● **Exercise instructions**: Transcribe the data. Leave out nothing.

+ + + + +

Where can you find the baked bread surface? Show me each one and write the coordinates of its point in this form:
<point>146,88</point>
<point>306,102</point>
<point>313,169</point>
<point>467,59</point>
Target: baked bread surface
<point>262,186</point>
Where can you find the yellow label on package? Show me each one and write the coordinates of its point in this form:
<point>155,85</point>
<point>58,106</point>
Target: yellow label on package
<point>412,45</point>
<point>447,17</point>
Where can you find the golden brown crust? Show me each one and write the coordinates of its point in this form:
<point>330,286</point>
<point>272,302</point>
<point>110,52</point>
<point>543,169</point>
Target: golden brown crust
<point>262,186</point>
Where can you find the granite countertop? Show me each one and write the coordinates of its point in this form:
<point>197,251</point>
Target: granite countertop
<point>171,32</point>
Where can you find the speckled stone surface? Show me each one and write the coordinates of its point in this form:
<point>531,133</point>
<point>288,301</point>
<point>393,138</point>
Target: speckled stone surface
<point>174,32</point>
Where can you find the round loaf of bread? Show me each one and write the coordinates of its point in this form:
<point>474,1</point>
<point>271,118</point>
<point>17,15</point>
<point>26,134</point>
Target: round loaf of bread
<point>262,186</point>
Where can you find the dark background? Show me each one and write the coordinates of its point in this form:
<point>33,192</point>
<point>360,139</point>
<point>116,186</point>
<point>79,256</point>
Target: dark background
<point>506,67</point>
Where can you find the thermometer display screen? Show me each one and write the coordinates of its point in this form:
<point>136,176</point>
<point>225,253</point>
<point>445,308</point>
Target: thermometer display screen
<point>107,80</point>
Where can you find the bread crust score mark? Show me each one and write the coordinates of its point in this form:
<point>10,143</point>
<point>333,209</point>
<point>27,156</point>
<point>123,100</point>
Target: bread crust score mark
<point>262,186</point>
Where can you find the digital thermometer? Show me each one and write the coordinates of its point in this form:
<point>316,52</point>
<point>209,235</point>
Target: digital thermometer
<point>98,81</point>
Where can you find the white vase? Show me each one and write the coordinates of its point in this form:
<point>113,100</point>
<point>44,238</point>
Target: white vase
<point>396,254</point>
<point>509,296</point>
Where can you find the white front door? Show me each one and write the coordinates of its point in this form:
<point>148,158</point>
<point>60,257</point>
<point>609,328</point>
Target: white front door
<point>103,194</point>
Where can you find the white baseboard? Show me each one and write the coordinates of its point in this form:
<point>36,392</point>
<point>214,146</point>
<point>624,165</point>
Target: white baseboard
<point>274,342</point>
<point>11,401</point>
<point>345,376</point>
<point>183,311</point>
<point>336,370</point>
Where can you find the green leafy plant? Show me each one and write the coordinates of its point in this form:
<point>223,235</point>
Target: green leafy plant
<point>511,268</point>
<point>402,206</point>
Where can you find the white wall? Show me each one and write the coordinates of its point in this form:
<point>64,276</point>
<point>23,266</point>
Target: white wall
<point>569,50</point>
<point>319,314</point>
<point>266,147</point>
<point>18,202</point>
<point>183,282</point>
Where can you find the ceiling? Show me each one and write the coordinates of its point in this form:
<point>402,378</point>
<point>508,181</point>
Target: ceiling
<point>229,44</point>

+ + + + +

● **Exercise result**:
Where can you find the baked bread surface? Show me each one and write the coordinates of its point in this form:
<point>146,88</point>
<point>306,102</point>
<point>313,169</point>
<point>467,59</point>
Target: baked bread surface
<point>262,186</point>
Where can you find the yellow label on package? Show me each one and write the coordinates of its point in this form:
<point>155,85</point>
<point>58,106</point>
Target: yellow label on package
<point>412,45</point>
<point>447,17</point>
Where can you find the golden brown crust? Show me each one and write the coordinates of its point in this form:
<point>330,286</point>
<point>272,302</point>
<point>110,52</point>
<point>543,169</point>
Target: golden brown crust
<point>262,186</point>
Where can you find the granite countertop? Show me each one and write the coordinates of its point in this form:
<point>197,251</point>
Target: granite countertop
<point>171,32</point>
Where can you find the speckled stone surface? Show me each one and write the coordinates of its point in this form:
<point>531,133</point>
<point>288,301</point>
<point>393,138</point>
Target: speckled stone surface
<point>174,32</point>
Where can you find the round loaf of bread? Show me each one and write the coordinates of its point in this form:
<point>474,1</point>
<point>271,118</point>
<point>17,15</point>
<point>26,134</point>
Target: round loaf of bread
<point>262,186</point>
Where can you find the dark background? Show me each one and write the coordinates of its point in this form:
<point>33,192</point>
<point>360,139</point>
<point>116,186</point>
<point>79,256</point>
Target: dark background
<point>506,67</point>
Where can you find the thermometer display screen? Show me each one and write the coordinates of its point in this form:
<point>136,176</point>
<point>225,253</point>
<point>445,308</point>
Target: thermometer display screen
<point>107,80</point>
Where can you find the bread crust score mark? Show me each one and write the coordinates of its point in this form:
<point>10,143</point>
<point>333,209</point>
<point>27,156</point>
<point>123,100</point>
Target: bread crust score mark
<point>262,186</point>
Where can you find the digital thermometer? Show me each one and write the coordinates of its point in this form:
<point>316,52</point>
<point>209,235</point>
Target: digital thermometer
<point>98,81</point>
Where can you find the white vase? Show me each one and write the coordinates of its point in this form:
<point>113,100</point>
<point>44,238</point>
Target: white vase
<point>396,254</point>
<point>509,296</point>
Where can you find the white front door? Show me each one and write the coordinates of its point in this form:
<point>148,158</point>
<point>60,257</point>
<point>609,328</point>
Target: white front door
<point>103,194</point>
Where can you find the white baseboard? Show me each one and write the coordinates of its point in this form:
<point>36,392</point>
<point>214,146</point>
<point>624,165</point>
Target: white baseboard
<point>274,342</point>
<point>11,401</point>
<point>345,376</point>
<point>183,311</point>
<point>336,370</point>
Where can you find the green leafy plant? Show me each one and write the coordinates of its point in this form:
<point>223,235</point>
Target: green leafy plant
<point>511,268</point>
<point>402,206</point>
Where can you find the white wall? Show me each one and write the coordinates of its point in this form:
<point>64,276</point>
<point>23,266</point>
Target: white wall
<point>569,50</point>
<point>319,314</point>
<point>266,147</point>
<point>18,202</point>
<point>183,282</point>
Where can you find the ceiling? Show me each one and write the coordinates of its point in this form:
<point>402,378</point>
<point>508,181</point>
Target: ceiling
<point>229,44</point>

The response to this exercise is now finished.